[REQUIREMENTS] Reproduce all entries precisely, down to the last character.

[GIVEN DATA]
------------------------------------
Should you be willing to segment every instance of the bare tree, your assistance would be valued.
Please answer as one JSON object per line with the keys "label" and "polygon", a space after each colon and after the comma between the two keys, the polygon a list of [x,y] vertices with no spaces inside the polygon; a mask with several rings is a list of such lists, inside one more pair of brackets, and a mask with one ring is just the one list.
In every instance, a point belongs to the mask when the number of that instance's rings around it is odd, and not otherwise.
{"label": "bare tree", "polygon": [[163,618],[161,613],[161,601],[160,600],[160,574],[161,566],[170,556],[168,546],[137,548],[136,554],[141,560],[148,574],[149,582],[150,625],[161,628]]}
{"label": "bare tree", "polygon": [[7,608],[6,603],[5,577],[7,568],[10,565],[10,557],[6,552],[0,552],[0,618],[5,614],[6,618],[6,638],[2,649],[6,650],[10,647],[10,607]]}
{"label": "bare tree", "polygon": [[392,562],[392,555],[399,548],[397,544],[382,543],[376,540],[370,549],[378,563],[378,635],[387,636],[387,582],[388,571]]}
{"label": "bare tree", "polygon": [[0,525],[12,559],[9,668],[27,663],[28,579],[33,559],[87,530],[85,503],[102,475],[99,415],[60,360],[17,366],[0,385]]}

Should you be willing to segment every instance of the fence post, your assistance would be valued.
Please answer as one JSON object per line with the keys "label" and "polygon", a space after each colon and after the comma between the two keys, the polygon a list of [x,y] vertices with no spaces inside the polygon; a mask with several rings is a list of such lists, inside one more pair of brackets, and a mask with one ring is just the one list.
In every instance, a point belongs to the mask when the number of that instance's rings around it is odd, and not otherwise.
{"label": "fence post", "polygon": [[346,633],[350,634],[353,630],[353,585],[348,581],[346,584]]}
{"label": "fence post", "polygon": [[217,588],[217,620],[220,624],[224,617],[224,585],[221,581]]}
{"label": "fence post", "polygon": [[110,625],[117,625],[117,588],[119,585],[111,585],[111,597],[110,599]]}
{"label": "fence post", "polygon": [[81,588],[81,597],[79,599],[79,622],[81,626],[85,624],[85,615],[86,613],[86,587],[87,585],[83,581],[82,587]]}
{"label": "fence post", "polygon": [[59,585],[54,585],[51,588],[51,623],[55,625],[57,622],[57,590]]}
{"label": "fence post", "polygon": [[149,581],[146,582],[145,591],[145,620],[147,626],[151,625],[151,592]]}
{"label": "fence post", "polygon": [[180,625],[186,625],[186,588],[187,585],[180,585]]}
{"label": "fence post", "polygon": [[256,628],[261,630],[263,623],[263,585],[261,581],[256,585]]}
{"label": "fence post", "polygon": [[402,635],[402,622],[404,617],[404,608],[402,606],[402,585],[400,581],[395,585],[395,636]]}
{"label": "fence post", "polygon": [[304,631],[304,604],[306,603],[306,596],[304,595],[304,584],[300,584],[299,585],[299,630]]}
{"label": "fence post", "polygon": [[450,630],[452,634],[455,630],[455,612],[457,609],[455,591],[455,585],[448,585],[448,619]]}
------------------------------------
[OUTPUT FOR THIS EXERCISE]
Should you be willing to segment every instance of the bare tree, your assistance would be valued.
Please answer as one JSON object per line with the keys "label" and "polygon", a space after each colon and after the comma between the two keys, the polygon a list of [x,y] vertices with no spaces inside the polygon; a mask with several rings is a list of such lists, inside one more pair of brackets, and a mask with one ring is just the one list.
In every instance, a point belongs to the mask when the number of that instance's rings around it is odd, and not otherwise.
{"label": "bare tree", "polygon": [[163,618],[161,613],[161,601],[160,600],[160,574],[161,566],[170,556],[168,546],[137,548],[136,554],[141,560],[148,574],[149,582],[150,625],[161,628]]}
{"label": "bare tree", "polygon": [[7,608],[6,603],[5,577],[7,568],[10,565],[10,557],[6,552],[0,552],[0,618],[5,614],[6,618],[6,638],[2,649],[6,650],[10,647],[10,607]]}
{"label": "bare tree", "polygon": [[392,562],[392,555],[399,548],[397,544],[382,543],[376,540],[370,549],[378,563],[378,635],[387,636],[387,582],[388,571]]}
{"label": "bare tree", "polygon": [[0,525],[12,559],[9,668],[27,663],[28,579],[33,559],[87,530],[85,503],[102,475],[99,415],[60,360],[17,366],[0,385]]}

Should you be willing to segment every instance of the fence post, your assistance would be valued.
Please answer as one JSON object per line with the keys "label" and "polygon", a space after each colon and after the comma between the two keys, the polygon a list of [x,y] vertices with no spaces inside the polygon; a mask with several rings is a list of such lists, inside one more pair of brackets, and a mask with one ring is just the one list.
In every instance, a point belongs to the mask when the number of that instance's rings around it is odd, and not otherwise.
{"label": "fence post", "polygon": [[346,633],[350,634],[353,630],[353,585],[348,581],[346,584]]}
{"label": "fence post", "polygon": [[217,588],[217,620],[220,624],[224,617],[224,585],[221,581]]}
{"label": "fence post", "polygon": [[110,625],[117,625],[117,588],[119,585],[111,585],[111,597],[110,599]]}
{"label": "fence post", "polygon": [[81,588],[81,597],[79,599],[79,622],[81,626],[85,624],[85,615],[86,613],[86,587],[87,585],[83,581],[82,587]]}
{"label": "fence post", "polygon": [[59,585],[54,585],[51,588],[51,623],[55,625],[57,622],[57,590]]}
{"label": "fence post", "polygon": [[149,581],[146,582],[145,591],[145,620],[147,626],[151,625],[151,592]]}
{"label": "fence post", "polygon": [[180,625],[186,625],[186,588],[187,585],[180,585]]}
{"label": "fence post", "polygon": [[256,628],[261,630],[263,623],[263,585],[261,581],[256,585]]}
{"label": "fence post", "polygon": [[402,635],[402,622],[404,617],[404,608],[402,606],[402,585],[400,581],[395,585],[395,636]]}
{"label": "fence post", "polygon": [[304,631],[304,604],[306,603],[306,596],[304,595],[304,584],[300,584],[299,585],[299,630]]}
{"label": "fence post", "polygon": [[450,630],[452,634],[455,630],[455,612],[457,609],[455,591],[455,585],[448,585],[448,619]]}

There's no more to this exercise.